[Stored data]

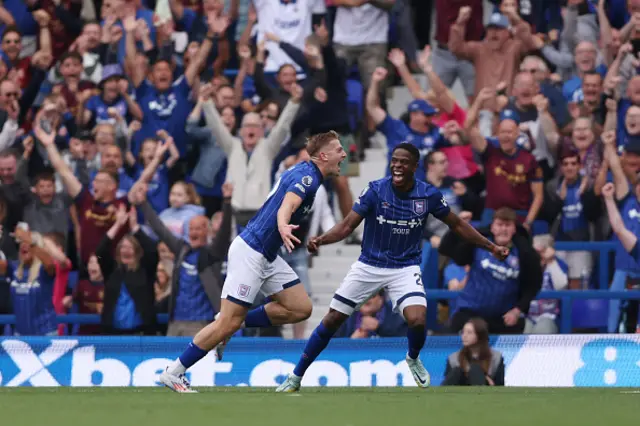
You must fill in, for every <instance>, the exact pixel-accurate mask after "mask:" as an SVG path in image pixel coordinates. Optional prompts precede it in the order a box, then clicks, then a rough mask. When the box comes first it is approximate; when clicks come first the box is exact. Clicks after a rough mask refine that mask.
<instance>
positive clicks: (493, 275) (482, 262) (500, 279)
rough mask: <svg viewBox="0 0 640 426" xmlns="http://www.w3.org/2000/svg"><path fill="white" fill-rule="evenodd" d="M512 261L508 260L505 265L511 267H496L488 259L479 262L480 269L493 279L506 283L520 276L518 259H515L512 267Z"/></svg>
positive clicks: (500, 266) (504, 266)
mask: <svg viewBox="0 0 640 426" xmlns="http://www.w3.org/2000/svg"><path fill="white" fill-rule="evenodd" d="M511 262H512V261H510V260H508V261H507V263H509V264H510V265H511V267H506V266H504V265H496V264H495V263H493V262H492V261H491V260H489V259H482V261H481V262H480V267H482V269H485V270H487V271H489V272H491V275H492V276H493V278H495V279H497V280H501V281H506V280H510V279H515V278H518V276H519V275H520V269H519V268H518V259H517V258H515V264H513V265H512V263H511Z"/></svg>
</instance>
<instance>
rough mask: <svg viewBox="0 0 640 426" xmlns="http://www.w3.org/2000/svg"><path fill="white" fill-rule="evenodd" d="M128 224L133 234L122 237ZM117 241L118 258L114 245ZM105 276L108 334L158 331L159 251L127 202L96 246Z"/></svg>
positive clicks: (104, 314) (104, 322)
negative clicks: (124, 231) (157, 282)
mask: <svg viewBox="0 0 640 426" xmlns="http://www.w3.org/2000/svg"><path fill="white" fill-rule="evenodd" d="M127 223H128V225H129V229H130V230H131V232H132V234H130V235H125V236H122V233H121V230H122V229H123V228H124V226H125V225H126V224H127ZM113 244H117V247H116V253H115V259H114V257H113V256H112V255H111V253H110V252H111V247H112V246H113ZM96 257H97V258H98V263H99V264H100V270H101V271H102V273H103V275H104V282H105V294H104V306H103V309H102V327H103V332H104V333H106V334H116V335H117V334H155V331H156V315H155V307H154V306H155V296H154V289H153V284H154V282H155V277H156V265H157V264H158V253H157V250H156V247H155V244H154V243H153V241H152V240H151V239H150V238H149V237H148V236H147V235H146V234H145V233H144V232H143V231H142V229H141V228H140V226H139V225H138V221H137V216H136V210H135V209H134V208H132V209H130V210H129V212H127V210H126V207H125V205H124V204H121V205H120V206H119V207H118V210H117V211H116V213H115V222H114V224H113V226H111V229H109V231H107V233H106V234H105V236H104V237H103V238H102V240H101V241H100V244H99V245H98V248H97V249H96Z"/></svg>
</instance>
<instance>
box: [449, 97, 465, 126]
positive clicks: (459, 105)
mask: <svg viewBox="0 0 640 426" xmlns="http://www.w3.org/2000/svg"><path fill="white" fill-rule="evenodd" d="M449 119H450V120H453V121H455V122H456V123H458V124H459V125H460V126H464V122H465V120H466V119H467V113H466V112H465V110H464V109H462V108H461V107H460V105H458V103H457V102H456V103H455V104H453V111H451V114H449Z"/></svg>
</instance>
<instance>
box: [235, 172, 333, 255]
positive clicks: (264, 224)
mask: <svg viewBox="0 0 640 426" xmlns="http://www.w3.org/2000/svg"><path fill="white" fill-rule="evenodd" d="M322 180H323V177H322V173H321V172H320V169H319V168H318V166H316V165H315V164H314V163H313V162H311V161H307V162H303V163H300V164H297V165H295V166H294V167H293V168H291V169H289V170H287V171H286V172H284V173H283V174H282V176H281V177H280V179H278V181H277V182H276V183H275V185H274V186H273V189H271V192H270V193H269V196H268V197H267V200H266V201H265V203H264V204H263V205H262V207H261V208H260V210H258V213H256V215H255V216H254V217H253V219H251V221H249V223H248V224H247V227H246V228H245V229H244V231H242V233H241V234H240V238H242V239H243V240H244V241H245V242H246V243H247V244H248V245H249V246H250V247H251V248H252V249H254V250H256V251H257V252H260V253H262V254H263V255H264V257H266V258H267V260H268V261H269V262H273V261H274V260H275V258H276V257H277V255H278V251H279V250H280V248H281V247H282V244H283V243H282V237H281V236H280V232H278V210H279V209H280V206H281V205H282V200H284V197H285V195H286V194H287V192H293V193H294V194H296V195H298V196H299V197H300V198H302V204H301V205H300V207H298V209H297V210H296V211H295V212H294V213H293V215H292V216H291V220H290V221H289V223H290V224H292V225H298V224H299V223H300V222H302V220H303V219H304V218H305V217H306V216H307V215H308V214H310V213H311V209H312V208H313V201H314V199H315V197H316V191H317V190H318V187H319V186H320V185H321V184H322Z"/></svg>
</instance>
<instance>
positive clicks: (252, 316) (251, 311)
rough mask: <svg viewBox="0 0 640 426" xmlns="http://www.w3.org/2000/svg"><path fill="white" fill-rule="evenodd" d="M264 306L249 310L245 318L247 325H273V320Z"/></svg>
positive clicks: (244, 323) (245, 326) (256, 325)
mask: <svg viewBox="0 0 640 426" xmlns="http://www.w3.org/2000/svg"><path fill="white" fill-rule="evenodd" d="M264 306H265V305H262V306H260V307H258V308H255V309H253V310H251V311H249V312H247V317H246V318H245V319H244V326H245V327H271V325H272V324H271V320H270V319H269V316H268V315H267V311H266V310H265V309H264Z"/></svg>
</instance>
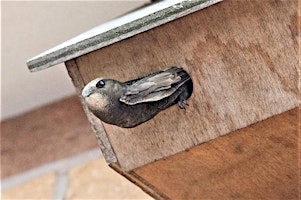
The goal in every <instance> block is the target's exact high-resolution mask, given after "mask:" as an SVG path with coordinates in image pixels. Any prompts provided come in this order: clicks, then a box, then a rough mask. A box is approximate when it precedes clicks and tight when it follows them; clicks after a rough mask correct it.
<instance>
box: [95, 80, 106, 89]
mask: <svg viewBox="0 0 301 200" xmlns="http://www.w3.org/2000/svg"><path fill="white" fill-rule="evenodd" d="M104 86H105V82H104V81H103V80H100V81H98V82H97V83H96V87H97V88H103V87H104Z"/></svg>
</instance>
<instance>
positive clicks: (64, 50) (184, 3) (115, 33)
mask: <svg viewBox="0 0 301 200" xmlns="http://www.w3.org/2000/svg"><path fill="white" fill-rule="evenodd" d="M220 1H222V0H166V1H161V2H159V3H156V4H153V5H150V6H147V7H145V8H143V9H140V10H137V11H134V12H132V13H129V14H127V15H124V16H122V17H120V18H117V19H115V20H112V21H110V22H107V23H105V24H102V25H100V26H98V27H95V28H93V29H91V30H90V31H87V32H85V33H83V34H81V35H79V36H77V37H75V38H73V39H71V40H68V41H66V42H64V43H62V44H60V45H58V46H56V47H54V48H52V49H50V50H48V51H45V52H44V53H42V54H40V55H38V56H35V57H33V58H31V59H30V60H28V61H27V63H26V64H27V66H28V68H29V70H30V71H31V72H34V71H39V70H42V69H45V68H48V67H51V66H53V65H57V64H59V63H62V62H65V61H68V60H71V59H73V58H76V57H79V56H81V55H84V54H87V53H89V52H92V51H95V50H97V49H100V48H102V47H105V46H108V45H110V44H113V43H115V42H118V41H121V40H123V39H126V38H129V37H131V36H134V35H136V34H139V33H141V32H144V31H147V30H150V29H152V28H154V27H157V26H160V25H162V24H165V23H167V22H170V21H172V20H175V19H177V18H180V17H183V16H185V15H188V14H190V13H193V12H195V11H198V10H201V9H203V8H206V7H208V6H211V5H213V4H215V3H218V2H220Z"/></svg>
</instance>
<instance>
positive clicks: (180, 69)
mask: <svg viewBox="0 0 301 200" xmlns="http://www.w3.org/2000/svg"><path fill="white" fill-rule="evenodd" d="M189 79H190V76H189V75H188V74H187V73H186V72H185V71H184V70H183V69H182V68H177V67H172V68H169V69H167V70H164V71H161V72H159V73H155V74H152V75H150V76H147V77H145V78H142V79H140V80H137V81H135V82H133V83H132V84H128V85H127V90H126V92H125V94H124V95H123V96H122V97H121V98H120V101H121V102H124V103H126V104H128V105H134V104H138V103H143V102H152V101H158V100H161V99H163V98H165V97H168V96H170V95H171V94H173V93H174V92H175V91H176V90H177V89H178V88H179V87H180V86H181V85H183V84H184V83H185V82H186V81H188V80H189Z"/></svg>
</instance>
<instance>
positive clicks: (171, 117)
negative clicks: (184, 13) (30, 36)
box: [67, 0, 298, 170]
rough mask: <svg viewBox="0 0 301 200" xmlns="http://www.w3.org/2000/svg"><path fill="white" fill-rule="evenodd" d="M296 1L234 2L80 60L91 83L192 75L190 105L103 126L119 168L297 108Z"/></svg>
mask: <svg viewBox="0 0 301 200" xmlns="http://www.w3.org/2000/svg"><path fill="white" fill-rule="evenodd" d="M296 4H297V3H296V2H294V1H277V2H274V1H260V0H258V1H236V0H228V1H224V2H222V3H219V4H217V5H216V6H211V7H209V8H207V9H205V10H202V11H199V12H196V13H193V14H190V15H188V16H185V17H182V18H180V19H178V20H175V21H172V22H170V23H168V24H165V25H162V26H160V27H157V28H154V29H152V30H149V31H147V32H144V33H142V34H138V35H136V36H134V37H131V38H129V39H126V40H123V41H121V42H118V43H115V44H113V45H110V46H107V47H105V48H103V49H100V50H97V51H94V52H92V53H89V54H86V55H84V56H81V57H79V58H77V59H75V63H76V65H77V68H78V73H79V75H80V77H81V79H82V81H83V82H84V83H85V84H87V83H89V82H90V81H91V80H93V79H95V78H97V77H103V78H111V79H115V80H118V81H121V82H124V81H128V80H132V79H137V78H140V77H143V76H145V75H148V74H151V73H153V72H156V71H159V70H164V69H166V68H169V67H171V66H178V67H183V68H184V69H185V70H186V71H187V72H188V73H189V74H190V75H191V77H192V81H193V93H192V95H191V97H190V99H188V104H189V106H188V107H187V108H186V109H185V110H182V109H179V108H178V107H177V106H172V107H170V108H167V109H166V110H164V111H163V112H160V113H158V114H157V115H156V116H155V117H154V118H153V119H151V120H149V121H147V122H145V123H143V124H141V125H139V126H137V127H135V128H121V127H118V126H115V125H110V124H106V123H103V126H104V129H105V131H106V134H107V137H108V141H109V142H110V144H111V146H112V149H113V151H114V154H115V156H116V158H117V160H118V162H119V164H120V166H121V167H122V168H123V169H125V170H131V169H134V168H136V167H139V166H142V165H144V164H147V163H149V162H152V161H154V160H157V159H160V158H164V157H166V156H169V155H172V154H175V153H177V152H180V151H183V150H185V149H188V148H190V147H192V146H195V145H198V144H200V143H203V142H205V141H208V140H210V139H213V138H216V137H218V136H221V135H224V134H226V133H229V132H231V131H233V130H236V129H239V128H242V127H245V126H248V125H250V124H252V123H255V122H257V121H260V120H263V119H266V118H267V117H270V116H272V115H275V114H278V113H281V112H284V111H286V110H289V109H292V108H294V107H296V106H297V104H298V101H297V92H298V89H297V80H298V74H297V67H298V59H297V58H298V56H297V55H298V54H297V40H296V37H297V29H295V28H293V27H295V26H296V23H297V10H296V7H297V5H296ZM67 67H68V66H67ZM79 89H80V90H81V89H83V87H82V86H80V88H79ZM96 123H100V122H96Z"/></svg>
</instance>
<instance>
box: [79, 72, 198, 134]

### WORK ITEM
Look at the entries above. Say how many lines have the word "every", and give only the number.

### EXERCISE RESPONSE
2